_GIVEN INSTRUCTION_
Lines from the one containing "Q: Pick out each instance of the clock" through the end of the data are to be returned exactly, and no others.

* start *

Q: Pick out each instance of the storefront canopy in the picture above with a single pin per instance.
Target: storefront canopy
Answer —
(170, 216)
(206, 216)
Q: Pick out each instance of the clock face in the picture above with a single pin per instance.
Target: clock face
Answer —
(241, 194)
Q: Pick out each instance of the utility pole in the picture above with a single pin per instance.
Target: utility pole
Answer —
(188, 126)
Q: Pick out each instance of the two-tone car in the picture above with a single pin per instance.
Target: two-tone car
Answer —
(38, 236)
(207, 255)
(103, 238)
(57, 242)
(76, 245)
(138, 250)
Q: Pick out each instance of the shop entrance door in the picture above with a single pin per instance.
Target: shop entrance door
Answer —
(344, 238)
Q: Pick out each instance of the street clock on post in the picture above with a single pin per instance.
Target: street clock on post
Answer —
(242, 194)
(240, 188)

* end *

_EXPECTED ANSWER_
Q: Pick out each instance of the clock face in the picture above with a single pin per instance.
Target: clock face
Answer —
(241, 194)
Q: Pick out each instance of the utility pole in the picture above with a single pin per instance.
Target: utility pole
Answer —
(188, 126)
Q: Pick out each instance of the two-tone car in the picture above with a single pin per instance.
Target: two-tone car
Answer —
(38, 236)
(207, 255)
(103, 238)
(57, 242)
(76, 245)
(138, 250)
Q: Pick out each instance of the shop entrance door in the picture above with a single pin per instance.
Target: shop entrance door
Answer —
(344, 238)
Q: Pick out each instance of the street clock on post in the picture above with a single pin per instance.
Target: street clock on post
Answer —
(242, 194)
(240, 188)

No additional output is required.